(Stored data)

----

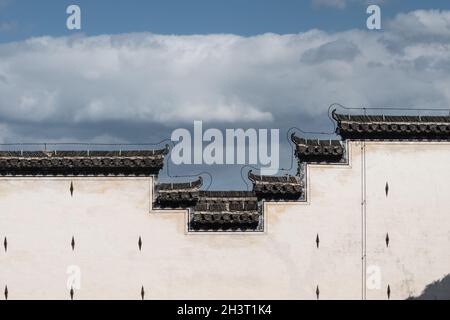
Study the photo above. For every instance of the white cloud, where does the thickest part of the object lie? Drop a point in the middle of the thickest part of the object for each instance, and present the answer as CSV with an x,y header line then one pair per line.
x,y
73,82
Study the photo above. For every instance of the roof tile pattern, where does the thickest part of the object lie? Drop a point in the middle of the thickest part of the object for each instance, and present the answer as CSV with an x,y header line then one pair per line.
x,y
225,210
276,188
392,127
314,150
81,163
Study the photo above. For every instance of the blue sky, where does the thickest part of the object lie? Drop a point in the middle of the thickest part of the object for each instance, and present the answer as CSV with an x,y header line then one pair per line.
x,y
28,18
140,69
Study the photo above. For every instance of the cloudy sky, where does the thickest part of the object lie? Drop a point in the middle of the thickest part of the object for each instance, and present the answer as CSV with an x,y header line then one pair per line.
x,y
139,69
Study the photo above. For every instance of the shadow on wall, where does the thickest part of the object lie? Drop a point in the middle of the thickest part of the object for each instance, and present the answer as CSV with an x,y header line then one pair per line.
x,y
438,290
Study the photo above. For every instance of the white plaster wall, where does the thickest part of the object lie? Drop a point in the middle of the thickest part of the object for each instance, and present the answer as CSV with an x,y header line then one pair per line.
x,y
107,215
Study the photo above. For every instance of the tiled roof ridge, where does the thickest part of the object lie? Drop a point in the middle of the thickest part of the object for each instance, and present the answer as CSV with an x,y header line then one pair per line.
x,y
392,127
315,150
183,186
83,154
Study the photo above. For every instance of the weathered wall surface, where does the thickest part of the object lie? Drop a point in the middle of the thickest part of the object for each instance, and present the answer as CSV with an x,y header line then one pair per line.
x,y
106,217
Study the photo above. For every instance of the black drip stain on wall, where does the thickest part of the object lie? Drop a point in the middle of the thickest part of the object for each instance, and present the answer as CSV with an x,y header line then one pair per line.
x,y
437,290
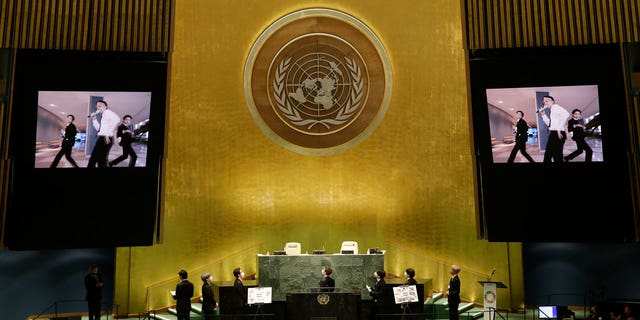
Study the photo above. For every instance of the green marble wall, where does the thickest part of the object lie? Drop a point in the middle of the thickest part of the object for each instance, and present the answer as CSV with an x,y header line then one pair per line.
x,y
301,273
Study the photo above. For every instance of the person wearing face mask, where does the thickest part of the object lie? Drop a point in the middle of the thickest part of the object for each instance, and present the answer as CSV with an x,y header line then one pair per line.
x,y
239,298
410,273
327,283
93,284
184,293
209,303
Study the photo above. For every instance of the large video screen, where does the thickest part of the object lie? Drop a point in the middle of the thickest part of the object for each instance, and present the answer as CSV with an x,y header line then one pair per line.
x,y
86,142
551,136
519,133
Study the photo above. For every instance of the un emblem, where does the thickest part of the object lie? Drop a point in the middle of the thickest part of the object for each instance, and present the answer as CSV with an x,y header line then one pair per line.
x,y
317,81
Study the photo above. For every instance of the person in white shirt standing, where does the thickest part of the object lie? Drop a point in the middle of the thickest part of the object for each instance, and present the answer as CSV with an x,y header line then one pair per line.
x,y
106,128
557,122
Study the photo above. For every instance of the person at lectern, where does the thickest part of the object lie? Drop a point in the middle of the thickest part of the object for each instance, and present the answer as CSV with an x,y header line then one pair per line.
x,y
93,284
410,274
209,303
377,293
106,128
453,292
239,298
327,283
183,295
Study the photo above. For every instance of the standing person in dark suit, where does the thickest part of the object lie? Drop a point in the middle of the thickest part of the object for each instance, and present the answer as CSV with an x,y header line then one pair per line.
x,y
184,293
106,128
93,284
125,133
522,135
410,274
576,126
209,303
327,283
453,292
68,140
377,293
239,298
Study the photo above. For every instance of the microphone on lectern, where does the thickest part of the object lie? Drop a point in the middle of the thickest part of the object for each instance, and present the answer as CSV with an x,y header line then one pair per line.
x,y
491,275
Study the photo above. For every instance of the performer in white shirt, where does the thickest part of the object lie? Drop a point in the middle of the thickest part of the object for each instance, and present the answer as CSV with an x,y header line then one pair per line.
x,y
557,122
106,128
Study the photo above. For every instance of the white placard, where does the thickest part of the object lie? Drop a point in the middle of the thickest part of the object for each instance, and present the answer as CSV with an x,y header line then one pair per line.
x,y
490,300
405,294
257,295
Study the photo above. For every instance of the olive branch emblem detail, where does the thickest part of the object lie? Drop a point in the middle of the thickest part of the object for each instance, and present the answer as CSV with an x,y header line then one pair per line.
x,y
345,112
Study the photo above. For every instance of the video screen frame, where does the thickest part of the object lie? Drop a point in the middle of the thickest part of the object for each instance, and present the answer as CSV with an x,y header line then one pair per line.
x,y
504,105
54,107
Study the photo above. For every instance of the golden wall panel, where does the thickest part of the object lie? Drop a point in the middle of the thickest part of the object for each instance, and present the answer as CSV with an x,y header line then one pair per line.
x,y
230,192
533,23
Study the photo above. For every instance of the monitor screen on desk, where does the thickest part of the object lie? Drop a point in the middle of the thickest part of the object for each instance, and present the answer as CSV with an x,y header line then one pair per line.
x,y
547,312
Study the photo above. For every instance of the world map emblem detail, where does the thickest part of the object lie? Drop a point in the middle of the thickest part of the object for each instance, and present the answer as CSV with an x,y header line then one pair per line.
x,y
317,82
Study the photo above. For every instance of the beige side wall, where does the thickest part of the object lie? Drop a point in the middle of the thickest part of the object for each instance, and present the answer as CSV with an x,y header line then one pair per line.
x,y
231,192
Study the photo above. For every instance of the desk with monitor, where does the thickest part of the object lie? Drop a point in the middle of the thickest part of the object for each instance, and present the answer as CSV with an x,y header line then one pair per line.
x,y
302,273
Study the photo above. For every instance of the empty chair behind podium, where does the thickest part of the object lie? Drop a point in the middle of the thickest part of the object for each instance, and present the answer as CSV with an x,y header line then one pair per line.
x,y
292,248
349,247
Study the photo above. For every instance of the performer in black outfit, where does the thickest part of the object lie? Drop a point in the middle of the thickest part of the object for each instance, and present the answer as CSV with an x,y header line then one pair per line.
x,y
377,293
93,284
576,125
209,302
327,283
453,293
184,293
521,139
125,133
239,299
68,140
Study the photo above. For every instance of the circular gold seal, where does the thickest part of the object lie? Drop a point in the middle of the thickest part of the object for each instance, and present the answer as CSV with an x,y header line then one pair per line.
x,y
317,81
323,298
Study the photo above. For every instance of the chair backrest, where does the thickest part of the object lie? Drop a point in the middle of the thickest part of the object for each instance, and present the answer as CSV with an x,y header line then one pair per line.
x,y
293,248
349,246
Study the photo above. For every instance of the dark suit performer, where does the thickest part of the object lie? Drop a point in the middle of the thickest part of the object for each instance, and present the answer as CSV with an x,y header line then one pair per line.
x,y
209,302
106,128
576,125
125,133
522,129
327,283
184,293
68,140
93,285
377,293
239,298
453,293
557,122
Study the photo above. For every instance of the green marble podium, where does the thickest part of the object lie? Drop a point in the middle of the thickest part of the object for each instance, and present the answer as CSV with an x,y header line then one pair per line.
x,y
302,273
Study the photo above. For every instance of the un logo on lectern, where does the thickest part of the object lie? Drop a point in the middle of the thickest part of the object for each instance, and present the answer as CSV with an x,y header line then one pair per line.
x,y
317,81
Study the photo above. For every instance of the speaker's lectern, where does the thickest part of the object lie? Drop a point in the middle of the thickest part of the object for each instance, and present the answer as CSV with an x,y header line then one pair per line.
x,y
490,297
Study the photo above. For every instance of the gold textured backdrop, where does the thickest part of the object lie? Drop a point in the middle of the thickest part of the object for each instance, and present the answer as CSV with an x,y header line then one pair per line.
x,y
230,192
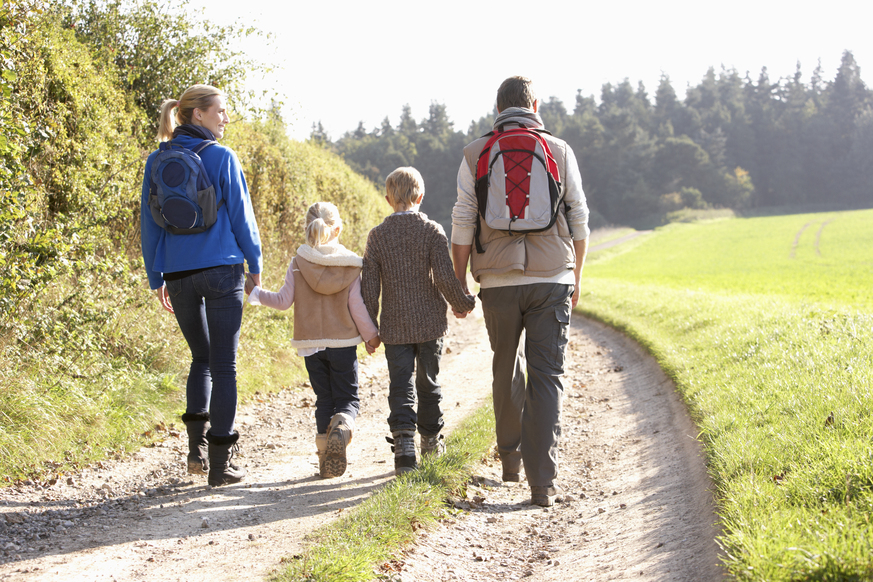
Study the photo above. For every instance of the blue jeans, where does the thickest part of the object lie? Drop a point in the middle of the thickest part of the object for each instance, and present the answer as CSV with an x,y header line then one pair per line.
x,y
424,360
208,307
333,373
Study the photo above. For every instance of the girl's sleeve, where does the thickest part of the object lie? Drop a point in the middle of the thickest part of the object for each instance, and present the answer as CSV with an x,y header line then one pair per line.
x,y
359,312
281,300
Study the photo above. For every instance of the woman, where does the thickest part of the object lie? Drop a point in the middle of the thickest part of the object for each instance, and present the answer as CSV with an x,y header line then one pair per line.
x,y
200,278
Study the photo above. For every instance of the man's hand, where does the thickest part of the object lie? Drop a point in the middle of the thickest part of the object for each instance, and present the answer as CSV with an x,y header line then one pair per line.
x,y
372,344
162,296
581,249
460,258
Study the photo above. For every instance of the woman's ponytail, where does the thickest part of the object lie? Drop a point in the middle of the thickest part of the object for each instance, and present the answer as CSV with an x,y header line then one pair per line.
x,y
167,123
195,97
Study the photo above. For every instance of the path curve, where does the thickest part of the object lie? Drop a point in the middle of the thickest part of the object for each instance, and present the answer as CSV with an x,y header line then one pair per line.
x,y
639,503
639,499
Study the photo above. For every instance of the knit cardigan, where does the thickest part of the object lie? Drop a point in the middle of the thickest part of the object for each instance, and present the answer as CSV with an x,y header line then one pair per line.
x,y
407,262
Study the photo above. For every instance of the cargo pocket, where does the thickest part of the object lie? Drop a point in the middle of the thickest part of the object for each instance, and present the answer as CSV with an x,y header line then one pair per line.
x,y
562,337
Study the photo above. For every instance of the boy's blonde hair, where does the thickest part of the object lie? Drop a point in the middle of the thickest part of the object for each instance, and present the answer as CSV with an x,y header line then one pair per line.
x,y
321,220
404,186
195,97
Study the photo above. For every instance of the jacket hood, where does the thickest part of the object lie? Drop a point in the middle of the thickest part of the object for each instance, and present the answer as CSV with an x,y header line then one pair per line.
x,y
328,269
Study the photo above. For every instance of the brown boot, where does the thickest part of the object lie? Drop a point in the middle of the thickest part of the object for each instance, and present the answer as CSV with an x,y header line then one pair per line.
x,y
339,435
321,447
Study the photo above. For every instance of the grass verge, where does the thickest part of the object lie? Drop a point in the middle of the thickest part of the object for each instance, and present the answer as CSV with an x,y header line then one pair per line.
x,y
781,393
349,549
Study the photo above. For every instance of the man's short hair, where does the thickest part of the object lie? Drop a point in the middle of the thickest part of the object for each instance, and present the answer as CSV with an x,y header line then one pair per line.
x,y
404,186
516,92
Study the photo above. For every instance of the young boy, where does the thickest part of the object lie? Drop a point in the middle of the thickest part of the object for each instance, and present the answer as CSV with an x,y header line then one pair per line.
x,y
407,260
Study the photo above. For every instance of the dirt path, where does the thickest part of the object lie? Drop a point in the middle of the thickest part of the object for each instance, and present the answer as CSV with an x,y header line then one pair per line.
x,y
639,506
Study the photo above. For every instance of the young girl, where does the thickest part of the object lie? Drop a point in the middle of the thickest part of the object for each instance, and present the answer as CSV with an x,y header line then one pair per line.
x,y
323,282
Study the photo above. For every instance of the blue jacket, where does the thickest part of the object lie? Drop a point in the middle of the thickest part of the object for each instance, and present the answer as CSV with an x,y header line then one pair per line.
x,y
233,238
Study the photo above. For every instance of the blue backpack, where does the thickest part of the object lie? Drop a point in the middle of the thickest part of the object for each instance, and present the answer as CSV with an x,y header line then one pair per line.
x,y
181,196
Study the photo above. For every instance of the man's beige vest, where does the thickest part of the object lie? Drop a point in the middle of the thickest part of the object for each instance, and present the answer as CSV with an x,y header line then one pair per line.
x,y
323,320
536,254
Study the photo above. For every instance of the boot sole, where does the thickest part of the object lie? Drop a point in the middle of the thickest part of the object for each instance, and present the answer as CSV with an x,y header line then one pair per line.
x,y
225,480
335,461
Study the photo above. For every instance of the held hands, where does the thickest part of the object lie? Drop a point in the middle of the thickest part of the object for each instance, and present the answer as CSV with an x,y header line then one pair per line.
x,y
252,280
372,344
463,314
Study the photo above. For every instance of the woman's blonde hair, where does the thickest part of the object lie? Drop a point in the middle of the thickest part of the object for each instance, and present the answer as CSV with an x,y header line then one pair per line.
x,y
195,97
322,219
404,187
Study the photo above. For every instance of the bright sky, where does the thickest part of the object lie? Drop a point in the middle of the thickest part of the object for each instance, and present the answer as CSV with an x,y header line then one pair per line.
x,y
343,63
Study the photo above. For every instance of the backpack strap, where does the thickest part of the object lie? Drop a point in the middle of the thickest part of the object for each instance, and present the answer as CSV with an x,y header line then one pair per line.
x,y
199,148
483,167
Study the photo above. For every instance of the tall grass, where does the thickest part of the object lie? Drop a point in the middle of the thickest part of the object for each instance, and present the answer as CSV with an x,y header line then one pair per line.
x,y
777,379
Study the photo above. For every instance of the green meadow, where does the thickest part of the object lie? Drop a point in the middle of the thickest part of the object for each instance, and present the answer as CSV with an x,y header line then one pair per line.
x,y
765,326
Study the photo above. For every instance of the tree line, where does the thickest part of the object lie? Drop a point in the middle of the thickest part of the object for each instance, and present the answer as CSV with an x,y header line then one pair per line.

----

#### Work to do:
From the line containing "Study the photo above. For every instance of the backpack" down to the last line, reproduce the records exactly. Include both ends.

#### Task solution:
Study the photo above. For every instance of the backpack strap, where does the thickest part of the object lie? Drop a point in the middle of the thickest part of the object for each instance, and present the answer as CSV with an x,y header line then one pair per line.
x,y
199,148
483,167
Study the photo above. For every instance of the tall grass, where does the thickest part of the object lie? Drop a point in the middle of the thickest part of the object for each instance, and present the answer as CSV with an x,y header line then one pair per line.
x,y
777,379
Study the photo above. For every instance of the green meadow, where does the thickest part of the object lie? Drop a point in the middle of the thickest part of the object for each instance, and present the answer as CSV with an x,y header line then one pair per line.
x,y
765,326
Study the photo above. For every instance of the tree line, where does the thickest part of the object lie? Drop a point in the middle of the thickest part of the object for each instance, and present the answer as CSV with an x,y header line then one pair per line.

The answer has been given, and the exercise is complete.